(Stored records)
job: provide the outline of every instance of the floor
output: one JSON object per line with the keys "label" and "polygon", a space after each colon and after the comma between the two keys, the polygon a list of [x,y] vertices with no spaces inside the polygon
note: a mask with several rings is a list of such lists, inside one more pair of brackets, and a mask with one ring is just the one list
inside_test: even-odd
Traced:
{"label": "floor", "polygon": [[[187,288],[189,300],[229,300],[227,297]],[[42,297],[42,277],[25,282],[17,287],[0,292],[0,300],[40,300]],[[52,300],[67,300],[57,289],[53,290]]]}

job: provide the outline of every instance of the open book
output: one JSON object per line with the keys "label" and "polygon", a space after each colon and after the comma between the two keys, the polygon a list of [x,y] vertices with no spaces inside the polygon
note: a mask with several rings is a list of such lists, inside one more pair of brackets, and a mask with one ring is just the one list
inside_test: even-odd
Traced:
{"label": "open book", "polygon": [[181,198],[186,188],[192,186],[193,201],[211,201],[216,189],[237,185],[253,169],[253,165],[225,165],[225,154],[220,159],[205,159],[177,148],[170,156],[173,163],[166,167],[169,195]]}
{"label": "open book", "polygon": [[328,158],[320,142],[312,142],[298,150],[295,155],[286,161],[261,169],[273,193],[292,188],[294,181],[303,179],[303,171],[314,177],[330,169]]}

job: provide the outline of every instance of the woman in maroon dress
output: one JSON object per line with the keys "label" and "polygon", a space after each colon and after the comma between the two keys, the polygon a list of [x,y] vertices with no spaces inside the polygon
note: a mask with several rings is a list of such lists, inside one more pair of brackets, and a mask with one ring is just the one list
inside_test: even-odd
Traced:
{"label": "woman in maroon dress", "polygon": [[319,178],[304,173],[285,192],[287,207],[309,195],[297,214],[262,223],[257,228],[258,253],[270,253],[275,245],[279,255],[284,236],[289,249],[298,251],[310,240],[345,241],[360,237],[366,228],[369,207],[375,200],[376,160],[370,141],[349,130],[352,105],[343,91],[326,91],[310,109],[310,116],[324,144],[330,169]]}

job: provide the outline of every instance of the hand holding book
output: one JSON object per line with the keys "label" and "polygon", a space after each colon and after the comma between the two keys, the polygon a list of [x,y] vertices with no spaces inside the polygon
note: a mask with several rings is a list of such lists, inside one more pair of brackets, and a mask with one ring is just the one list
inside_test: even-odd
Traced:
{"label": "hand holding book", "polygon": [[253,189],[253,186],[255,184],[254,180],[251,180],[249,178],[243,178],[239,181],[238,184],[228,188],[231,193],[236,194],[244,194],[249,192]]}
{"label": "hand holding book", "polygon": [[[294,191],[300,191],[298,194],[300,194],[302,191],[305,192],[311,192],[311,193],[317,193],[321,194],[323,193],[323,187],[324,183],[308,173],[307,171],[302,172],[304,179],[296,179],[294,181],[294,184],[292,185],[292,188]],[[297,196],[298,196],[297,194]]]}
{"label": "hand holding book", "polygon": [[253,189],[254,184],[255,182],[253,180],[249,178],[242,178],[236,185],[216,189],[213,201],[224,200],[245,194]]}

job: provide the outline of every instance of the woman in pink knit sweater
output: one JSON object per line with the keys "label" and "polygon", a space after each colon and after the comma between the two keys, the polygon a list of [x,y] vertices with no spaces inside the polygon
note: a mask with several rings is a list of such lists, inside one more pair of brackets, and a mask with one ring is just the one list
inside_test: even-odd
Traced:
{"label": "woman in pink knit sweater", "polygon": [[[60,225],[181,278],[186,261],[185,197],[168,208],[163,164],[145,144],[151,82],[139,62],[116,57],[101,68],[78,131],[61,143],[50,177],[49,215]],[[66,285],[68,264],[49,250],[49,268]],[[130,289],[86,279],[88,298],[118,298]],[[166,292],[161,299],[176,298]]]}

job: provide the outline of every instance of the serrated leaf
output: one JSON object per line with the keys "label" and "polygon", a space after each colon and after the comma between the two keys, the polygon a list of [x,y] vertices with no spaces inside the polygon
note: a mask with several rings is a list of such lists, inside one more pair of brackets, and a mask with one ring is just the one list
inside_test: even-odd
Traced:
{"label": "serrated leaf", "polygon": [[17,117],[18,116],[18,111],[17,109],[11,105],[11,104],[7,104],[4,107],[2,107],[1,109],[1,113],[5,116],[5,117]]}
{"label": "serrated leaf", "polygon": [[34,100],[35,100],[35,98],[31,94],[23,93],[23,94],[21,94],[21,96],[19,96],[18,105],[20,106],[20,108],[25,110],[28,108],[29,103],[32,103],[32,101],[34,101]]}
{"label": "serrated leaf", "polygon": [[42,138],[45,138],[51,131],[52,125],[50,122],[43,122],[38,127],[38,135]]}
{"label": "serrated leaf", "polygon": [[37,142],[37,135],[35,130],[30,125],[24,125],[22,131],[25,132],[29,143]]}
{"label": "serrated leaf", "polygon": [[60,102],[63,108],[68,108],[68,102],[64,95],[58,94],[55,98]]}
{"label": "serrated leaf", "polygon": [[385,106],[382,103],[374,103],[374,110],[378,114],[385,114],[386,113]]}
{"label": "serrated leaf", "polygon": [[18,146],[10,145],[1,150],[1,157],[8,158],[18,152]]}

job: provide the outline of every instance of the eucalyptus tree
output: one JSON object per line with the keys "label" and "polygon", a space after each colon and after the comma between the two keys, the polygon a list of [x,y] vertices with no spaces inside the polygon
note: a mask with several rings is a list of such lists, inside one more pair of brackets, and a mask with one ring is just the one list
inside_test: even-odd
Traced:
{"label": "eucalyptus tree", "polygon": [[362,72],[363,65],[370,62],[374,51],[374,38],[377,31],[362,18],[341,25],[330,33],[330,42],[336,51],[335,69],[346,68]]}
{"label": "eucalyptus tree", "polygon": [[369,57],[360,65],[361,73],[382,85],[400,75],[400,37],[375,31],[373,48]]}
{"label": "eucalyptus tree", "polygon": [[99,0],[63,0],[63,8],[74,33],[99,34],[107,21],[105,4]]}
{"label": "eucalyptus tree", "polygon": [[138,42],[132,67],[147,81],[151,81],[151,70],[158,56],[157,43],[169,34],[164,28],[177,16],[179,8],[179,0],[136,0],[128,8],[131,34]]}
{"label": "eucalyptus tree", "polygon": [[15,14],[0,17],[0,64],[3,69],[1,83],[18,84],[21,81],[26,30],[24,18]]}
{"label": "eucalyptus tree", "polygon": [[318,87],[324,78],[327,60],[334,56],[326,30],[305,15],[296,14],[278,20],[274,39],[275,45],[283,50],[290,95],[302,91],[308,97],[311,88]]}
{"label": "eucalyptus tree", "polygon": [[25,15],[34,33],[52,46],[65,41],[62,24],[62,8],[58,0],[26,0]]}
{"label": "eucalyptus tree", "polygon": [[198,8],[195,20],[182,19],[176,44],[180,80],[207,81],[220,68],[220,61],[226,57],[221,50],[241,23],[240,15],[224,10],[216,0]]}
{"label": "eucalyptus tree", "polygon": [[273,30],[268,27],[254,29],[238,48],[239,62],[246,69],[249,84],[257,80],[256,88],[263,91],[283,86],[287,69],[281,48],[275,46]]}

INSTRUCTIONS TO FOLLOW:
In the entries above, how many lines contain the word "outline"? Answer with the number only.

ANSWER SPACE:
7